▶ BRIEF: Transcribe every record without leaving anything out or changing a word.

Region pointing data

-- -- --

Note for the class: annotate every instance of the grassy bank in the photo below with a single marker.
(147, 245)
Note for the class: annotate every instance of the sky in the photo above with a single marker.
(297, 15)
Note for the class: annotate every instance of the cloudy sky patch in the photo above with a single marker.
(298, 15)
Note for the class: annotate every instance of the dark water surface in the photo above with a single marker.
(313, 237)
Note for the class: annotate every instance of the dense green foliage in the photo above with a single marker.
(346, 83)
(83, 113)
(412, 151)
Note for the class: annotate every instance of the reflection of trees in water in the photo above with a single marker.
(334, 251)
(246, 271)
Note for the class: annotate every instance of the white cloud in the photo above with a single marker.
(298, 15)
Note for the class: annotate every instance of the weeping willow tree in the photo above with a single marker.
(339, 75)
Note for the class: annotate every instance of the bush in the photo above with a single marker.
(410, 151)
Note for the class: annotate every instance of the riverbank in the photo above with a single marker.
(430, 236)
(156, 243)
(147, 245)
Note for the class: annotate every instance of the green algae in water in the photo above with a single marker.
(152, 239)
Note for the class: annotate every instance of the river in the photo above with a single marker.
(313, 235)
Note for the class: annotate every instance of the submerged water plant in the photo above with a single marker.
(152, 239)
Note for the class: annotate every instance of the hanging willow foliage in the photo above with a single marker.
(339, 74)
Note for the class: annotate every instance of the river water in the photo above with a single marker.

-- -- --

▶ PROBLEM SOLUTION:
Note for the class: annotate every instance of the grassy bank in the photo below with a single marker.
(147, 245)
Note for the class: annotate every instance of the sky in the photo above with a single marker.
(297, 15)
Note for the class: annotate every instance of the cloudy sky patch in the photo above with a single marker.
(298, 15)
Note for the class: annotate every instance of the dark water surface in the photo above with a single marker.
(313, 237)
Note for the class: annotate every instance of the dense green foliage in the photo above with a single marker.
(346, 83)
(83, 113)
(412, 151)
Note for the class: annotate every instance of the reflection of trees in water in the photo above with a single marker.
(334, 251)
(246, 271)
Note for the class: annotate every instance of the white cloud in the photo above with a single marker.
(298, 15)
Note for the class: annotate every instance of the weeping willow tree in the photo above with a single marker.
(339, 75)
Note for the class: annotate every instance of the bush in the photo above with a single marker.
(410, 151)
Note for the class: annotate every instance of the riverbank in the photo above with a single marker.
(430, 236)
(156, 243)
(147, 245)
Note for the class: annotate every instance of the green algae in water in the photo above with a single marker.
(152, 239)
Note for the class: annotate every instance of the river in the photo above with a single marker.
(313, 235)
Note for the class: annotate every instance of the submerged water plant in the photo above with a single marker.
(152, 239)
Note for the class: annotate every instance of the hanging willow foliage in the photo above with a single marker.
(339, 74)
Note for the class: annotate every instance of the river water in the photo above with a single marker.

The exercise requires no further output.